• **Work instruction**:
Every entry is to be printed again precisely as given.

• **Task data**:

= = = = = = =

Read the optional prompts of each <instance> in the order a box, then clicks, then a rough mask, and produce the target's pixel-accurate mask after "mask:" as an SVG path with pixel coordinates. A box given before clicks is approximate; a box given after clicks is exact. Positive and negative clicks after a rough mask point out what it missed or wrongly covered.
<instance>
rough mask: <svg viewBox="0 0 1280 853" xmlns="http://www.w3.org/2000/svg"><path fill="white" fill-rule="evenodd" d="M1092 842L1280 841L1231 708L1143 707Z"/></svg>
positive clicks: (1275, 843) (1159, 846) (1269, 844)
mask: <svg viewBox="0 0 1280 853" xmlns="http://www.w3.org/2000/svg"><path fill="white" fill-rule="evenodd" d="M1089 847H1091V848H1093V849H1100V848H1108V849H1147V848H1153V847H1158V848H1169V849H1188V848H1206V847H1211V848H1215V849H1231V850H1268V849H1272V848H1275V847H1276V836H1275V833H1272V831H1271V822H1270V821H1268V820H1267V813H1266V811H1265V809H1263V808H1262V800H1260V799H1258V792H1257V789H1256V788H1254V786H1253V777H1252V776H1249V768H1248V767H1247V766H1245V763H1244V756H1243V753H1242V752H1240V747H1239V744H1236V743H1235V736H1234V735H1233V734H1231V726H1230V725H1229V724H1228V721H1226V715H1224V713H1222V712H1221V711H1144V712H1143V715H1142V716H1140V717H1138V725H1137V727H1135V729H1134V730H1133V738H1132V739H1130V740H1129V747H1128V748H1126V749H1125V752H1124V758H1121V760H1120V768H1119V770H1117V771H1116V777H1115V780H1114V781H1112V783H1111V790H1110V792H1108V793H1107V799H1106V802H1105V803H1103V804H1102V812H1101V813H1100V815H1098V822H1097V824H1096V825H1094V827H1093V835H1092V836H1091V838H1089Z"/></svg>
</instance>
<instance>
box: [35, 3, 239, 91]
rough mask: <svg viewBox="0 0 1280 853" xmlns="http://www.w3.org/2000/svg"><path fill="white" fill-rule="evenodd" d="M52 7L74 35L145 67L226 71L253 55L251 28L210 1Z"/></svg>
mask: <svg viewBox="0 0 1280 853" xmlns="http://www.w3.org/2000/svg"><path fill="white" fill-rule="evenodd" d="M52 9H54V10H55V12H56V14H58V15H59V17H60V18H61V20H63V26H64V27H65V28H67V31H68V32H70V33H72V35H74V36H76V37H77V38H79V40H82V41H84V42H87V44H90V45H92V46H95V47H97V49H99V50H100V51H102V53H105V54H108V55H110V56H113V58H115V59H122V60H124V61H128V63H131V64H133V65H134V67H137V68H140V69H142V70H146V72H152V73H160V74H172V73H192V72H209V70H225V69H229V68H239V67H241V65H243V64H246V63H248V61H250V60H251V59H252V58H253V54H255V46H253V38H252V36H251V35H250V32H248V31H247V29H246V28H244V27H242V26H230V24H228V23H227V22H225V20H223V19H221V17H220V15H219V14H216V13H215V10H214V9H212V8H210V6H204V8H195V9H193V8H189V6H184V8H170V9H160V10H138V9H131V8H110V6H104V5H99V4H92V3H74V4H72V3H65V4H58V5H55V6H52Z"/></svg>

= = = = = = =

• **Finished exercise**:
Read the optional prompts of each <instance> in the order a box, then clicks, then a rough mask, and produce the target's pixel-accurate mask after "mask:" as an SVG path with pixel coordinates. A box given before clicks is approximate; a box given after clicks is exact. Positive and negative clicks after a rough mask point out what it missed or wrongly covered.
<instance>
rough mask: <svg viewBox="0 0 1280 853" xmlns="http://www.w3.org/2000/svg"><path fill="white" fill-rule="evenodd" d="M1092 842L1280 841L1231 708L1143 707Z"/></svg>
positive clicks: (1275, 843) (1159, 846) (1269, 844)
mask: <svg viewBox="0 0 1280 853" xmlns="http://www.w3.org/2000/svg"><path fill="white" fill-rule="evenodd" d="M1089 847H1091V848H1093V849H1100V848H1108V849H1147V848H1153V847H1158V848H1169V849H1188V848H1206V847H1211V848H1215V849H1231V850H1268V849H1272V848H1275V847H1276V836H1275V833H1272V831H1271V822H1270V821H1268V820H1267V813H1266V811H1265V809H1263V808H1262V800H1260V799H1258V792H1257V789H1256V788H1254V786H1253V777H1252V776H1249V768H1248V767H1247V766H1245V763H1244V756H1243V753H1242V752H1240V747H1239V744H1236V743H1235V736H1234V735H1233V734H1231V726H1230V725H1229V724H1228V721H1226V715H1224V713H1222V712H1221V711H1144V712H1143V715H1142V716H1140V717H1138V725H1137V727H1135V729H1134V730H1133V738H1132V739H1130V740H1129V747H1128V748H1126V749H1125V752H1124V758H1121V760H1120V768H1119V770H1117V771H1116V777H1115V780H1114V781H1112V783H1111V790H1110V792H1108V793H1107V799H1106V802H1105V803H1103V804H1102V812H1101V813H1100V815H1098V822H1097V824H1096V825H1094V827H1093V835H1092V836H1091V838H1089Z"/></svg>
</instance>
<instance>
box: [35, 3, 239, 91]
rough mask: <svg viewBox="0 0 1280 853" xmlns="http://www.w3.org/2000/svg"><path fill="white" fill-rule="evenodd" d="M52 7L74 35L145 67L226 71L253 55L251 28L210 1Z"/></svg>
mask: <svg viewBox="0 0 1280 853" xmlns="http://www.w3.org/2000/svg"><path fill="white" fill-rule="evenodd" d="M52 9H54V10H55V12H56V14H58V15H59V17H60V18H61V20H63V26H64V27H65V28H67V31H68V32H70V33H72V35H74V36H76V37H77V38H79V40H82V41H84V42H87V44H90V45H92V46H95V47H97V49H99V50H100V51H102V53H105V54H108V55H110V56H113V58H115V59H122V60H124V61H128V63H131V64H133V65H134V67H137V68H140V69H142V70H146V72H152V73H160V74H172V73H192V72H209V70H225V69H229V68H239V67H241V65H243V64H246V63H248V61H250V60H251V59H252V58H253V54H255V46H253V38H252V36H251V35H250V32H248V31H247V29H246V28H244V27H242V26H230V24H228V23H227V22H225V20H223V19H221V17H220V15H219V14H216V13H215V10H214V9H212V8H210V6H204V8H195V9H193V8H189V6H184V8H170V9H160V10H138V9H131V8H110V6H104V5H99V4H92V3H74V4H72V3H65V4H58V5H55V6H52Z"/></svg>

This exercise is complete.